Task brief — Copy out the stretch of entries from the line containing "Segment every instance of the pedestrian crosswalk" through the line containing "[[[9,168],[15,167],[20,167],[20,165],[0,160],[0,168]]]", unchanged and including both of those lines.
>> BEGIN Data in this exercise
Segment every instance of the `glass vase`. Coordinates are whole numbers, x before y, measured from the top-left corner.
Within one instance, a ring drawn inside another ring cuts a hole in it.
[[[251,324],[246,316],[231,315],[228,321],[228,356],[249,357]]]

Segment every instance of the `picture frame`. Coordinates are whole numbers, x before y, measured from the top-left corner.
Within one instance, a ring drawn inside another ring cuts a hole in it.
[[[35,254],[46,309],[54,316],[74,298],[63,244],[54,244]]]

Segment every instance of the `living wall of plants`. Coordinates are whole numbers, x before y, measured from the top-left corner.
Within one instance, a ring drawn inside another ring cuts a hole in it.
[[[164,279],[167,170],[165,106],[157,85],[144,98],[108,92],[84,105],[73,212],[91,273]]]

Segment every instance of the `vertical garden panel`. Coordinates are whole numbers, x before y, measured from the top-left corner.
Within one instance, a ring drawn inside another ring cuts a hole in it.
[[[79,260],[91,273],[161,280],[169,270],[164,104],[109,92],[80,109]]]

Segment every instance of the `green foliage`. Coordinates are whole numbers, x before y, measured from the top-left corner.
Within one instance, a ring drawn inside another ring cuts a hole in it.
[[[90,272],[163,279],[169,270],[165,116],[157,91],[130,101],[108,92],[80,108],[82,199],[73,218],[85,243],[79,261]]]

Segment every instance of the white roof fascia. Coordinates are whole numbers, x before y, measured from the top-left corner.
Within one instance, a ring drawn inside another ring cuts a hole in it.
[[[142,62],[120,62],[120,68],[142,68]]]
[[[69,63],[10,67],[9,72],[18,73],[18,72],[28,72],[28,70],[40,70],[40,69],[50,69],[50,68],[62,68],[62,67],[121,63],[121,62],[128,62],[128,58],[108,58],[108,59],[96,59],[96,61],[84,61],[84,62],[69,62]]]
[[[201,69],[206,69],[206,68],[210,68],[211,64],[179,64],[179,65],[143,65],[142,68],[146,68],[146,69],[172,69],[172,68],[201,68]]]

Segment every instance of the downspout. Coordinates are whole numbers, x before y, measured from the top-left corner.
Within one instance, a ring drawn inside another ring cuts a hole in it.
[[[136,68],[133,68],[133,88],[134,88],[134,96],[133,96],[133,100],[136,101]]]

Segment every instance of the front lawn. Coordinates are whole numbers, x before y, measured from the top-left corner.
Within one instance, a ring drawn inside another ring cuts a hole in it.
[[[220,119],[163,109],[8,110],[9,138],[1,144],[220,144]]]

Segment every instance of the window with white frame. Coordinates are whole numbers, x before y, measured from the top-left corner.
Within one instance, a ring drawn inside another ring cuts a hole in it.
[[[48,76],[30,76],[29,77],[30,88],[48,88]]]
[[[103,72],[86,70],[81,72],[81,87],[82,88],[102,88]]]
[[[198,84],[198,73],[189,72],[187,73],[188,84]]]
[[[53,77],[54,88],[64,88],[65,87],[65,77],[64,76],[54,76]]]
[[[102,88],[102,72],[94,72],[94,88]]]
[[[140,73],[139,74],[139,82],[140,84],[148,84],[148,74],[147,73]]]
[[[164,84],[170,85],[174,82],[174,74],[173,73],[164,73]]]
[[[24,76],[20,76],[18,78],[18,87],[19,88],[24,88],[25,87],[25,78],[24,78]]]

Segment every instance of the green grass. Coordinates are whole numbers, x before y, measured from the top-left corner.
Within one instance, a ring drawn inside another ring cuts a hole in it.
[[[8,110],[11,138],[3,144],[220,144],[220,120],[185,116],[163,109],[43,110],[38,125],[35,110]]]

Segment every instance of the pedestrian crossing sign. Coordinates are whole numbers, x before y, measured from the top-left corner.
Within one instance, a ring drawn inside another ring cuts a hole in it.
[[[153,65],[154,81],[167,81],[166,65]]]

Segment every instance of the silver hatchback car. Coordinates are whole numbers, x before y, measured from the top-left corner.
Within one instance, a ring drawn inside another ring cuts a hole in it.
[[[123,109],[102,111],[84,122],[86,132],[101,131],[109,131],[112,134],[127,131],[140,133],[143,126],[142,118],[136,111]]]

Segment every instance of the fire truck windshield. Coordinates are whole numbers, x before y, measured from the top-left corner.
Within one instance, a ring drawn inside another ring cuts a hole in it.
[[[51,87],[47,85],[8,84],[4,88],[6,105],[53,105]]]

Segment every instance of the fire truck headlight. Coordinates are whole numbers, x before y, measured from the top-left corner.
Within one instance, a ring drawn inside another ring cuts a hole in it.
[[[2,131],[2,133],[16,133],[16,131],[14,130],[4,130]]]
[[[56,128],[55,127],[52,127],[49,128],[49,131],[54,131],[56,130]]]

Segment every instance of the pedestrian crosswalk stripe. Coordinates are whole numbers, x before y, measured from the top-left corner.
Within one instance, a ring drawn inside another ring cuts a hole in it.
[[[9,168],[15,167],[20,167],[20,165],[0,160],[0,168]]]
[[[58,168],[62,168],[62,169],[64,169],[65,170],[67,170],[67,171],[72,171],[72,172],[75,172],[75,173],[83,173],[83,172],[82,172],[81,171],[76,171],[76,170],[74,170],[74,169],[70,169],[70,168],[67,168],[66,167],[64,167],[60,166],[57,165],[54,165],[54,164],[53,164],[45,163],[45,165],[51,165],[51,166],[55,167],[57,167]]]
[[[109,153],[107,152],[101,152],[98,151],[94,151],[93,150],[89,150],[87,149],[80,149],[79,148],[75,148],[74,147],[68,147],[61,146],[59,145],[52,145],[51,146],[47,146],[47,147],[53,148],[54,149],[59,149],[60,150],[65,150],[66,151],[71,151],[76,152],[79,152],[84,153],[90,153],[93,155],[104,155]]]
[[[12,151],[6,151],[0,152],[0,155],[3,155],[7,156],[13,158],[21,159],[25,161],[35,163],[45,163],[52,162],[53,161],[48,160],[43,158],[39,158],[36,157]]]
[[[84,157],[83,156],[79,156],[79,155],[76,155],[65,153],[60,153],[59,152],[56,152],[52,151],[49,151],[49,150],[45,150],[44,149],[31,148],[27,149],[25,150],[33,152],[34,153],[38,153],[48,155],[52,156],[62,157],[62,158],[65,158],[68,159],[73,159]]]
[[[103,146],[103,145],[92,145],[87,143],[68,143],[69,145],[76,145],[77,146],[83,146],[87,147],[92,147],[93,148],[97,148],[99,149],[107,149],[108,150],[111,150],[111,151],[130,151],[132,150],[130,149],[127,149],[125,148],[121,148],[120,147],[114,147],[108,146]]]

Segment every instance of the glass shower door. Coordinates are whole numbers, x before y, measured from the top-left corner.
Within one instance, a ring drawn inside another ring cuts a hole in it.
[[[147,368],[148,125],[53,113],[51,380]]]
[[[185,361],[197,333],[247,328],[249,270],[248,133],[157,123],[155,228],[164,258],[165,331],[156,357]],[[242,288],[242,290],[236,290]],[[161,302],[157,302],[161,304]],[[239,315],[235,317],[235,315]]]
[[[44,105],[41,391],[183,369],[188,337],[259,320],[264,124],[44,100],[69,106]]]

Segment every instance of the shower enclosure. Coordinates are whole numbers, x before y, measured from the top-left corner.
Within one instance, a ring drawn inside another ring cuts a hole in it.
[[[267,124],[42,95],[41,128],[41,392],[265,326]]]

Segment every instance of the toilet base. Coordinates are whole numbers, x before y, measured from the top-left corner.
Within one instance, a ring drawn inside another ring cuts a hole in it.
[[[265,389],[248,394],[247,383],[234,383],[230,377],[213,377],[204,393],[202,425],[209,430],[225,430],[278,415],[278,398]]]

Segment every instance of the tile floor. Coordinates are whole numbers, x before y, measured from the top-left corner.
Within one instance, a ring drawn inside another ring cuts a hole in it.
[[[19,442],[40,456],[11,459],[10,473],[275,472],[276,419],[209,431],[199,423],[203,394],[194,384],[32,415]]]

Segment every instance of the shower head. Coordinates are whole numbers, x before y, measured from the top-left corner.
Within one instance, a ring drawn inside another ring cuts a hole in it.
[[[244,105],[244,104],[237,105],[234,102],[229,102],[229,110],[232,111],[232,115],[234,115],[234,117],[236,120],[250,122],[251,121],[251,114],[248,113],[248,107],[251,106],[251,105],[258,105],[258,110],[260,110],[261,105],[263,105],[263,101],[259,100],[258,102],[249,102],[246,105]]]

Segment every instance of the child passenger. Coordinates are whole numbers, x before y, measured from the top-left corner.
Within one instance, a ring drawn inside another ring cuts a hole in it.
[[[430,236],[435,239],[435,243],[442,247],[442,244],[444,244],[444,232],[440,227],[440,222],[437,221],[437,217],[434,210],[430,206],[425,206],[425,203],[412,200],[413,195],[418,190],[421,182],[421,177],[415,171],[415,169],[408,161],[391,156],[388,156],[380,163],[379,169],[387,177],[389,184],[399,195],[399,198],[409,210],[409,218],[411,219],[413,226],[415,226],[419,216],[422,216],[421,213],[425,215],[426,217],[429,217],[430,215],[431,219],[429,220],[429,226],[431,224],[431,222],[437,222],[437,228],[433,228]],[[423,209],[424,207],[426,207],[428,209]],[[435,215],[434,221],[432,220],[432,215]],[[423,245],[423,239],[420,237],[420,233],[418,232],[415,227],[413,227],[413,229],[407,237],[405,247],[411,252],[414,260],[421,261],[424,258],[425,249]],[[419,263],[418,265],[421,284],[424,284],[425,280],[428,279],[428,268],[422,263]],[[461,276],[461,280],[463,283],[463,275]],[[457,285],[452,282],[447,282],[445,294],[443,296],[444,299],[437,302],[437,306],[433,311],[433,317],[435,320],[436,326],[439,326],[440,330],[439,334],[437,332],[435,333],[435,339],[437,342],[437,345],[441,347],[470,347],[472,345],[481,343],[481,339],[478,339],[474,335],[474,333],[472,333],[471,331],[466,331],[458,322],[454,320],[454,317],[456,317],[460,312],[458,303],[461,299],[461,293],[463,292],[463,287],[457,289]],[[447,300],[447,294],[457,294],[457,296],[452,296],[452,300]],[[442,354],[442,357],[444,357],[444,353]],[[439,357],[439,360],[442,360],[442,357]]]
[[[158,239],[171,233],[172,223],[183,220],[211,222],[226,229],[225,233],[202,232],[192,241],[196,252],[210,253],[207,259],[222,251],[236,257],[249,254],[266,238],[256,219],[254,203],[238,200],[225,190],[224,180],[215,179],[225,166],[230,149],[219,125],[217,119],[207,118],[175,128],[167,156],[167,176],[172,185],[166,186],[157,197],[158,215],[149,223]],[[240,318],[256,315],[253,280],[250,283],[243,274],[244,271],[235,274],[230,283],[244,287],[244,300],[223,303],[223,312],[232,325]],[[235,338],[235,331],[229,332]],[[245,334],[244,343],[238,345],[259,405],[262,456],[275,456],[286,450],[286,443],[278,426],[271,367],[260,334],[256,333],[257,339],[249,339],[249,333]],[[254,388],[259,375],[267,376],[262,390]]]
>> END Data in this exercise
Written solution —
Segment every instance of the pedestrian crosswalk stripe. Coordinates are whole numbers, x before y, measured from the top-left corner.
Within one instance, a ring drawn inside another ring cuts a hole in it.
[[[9,168],[15,167],[20,167],[20,165],[0,160],[0,168]]]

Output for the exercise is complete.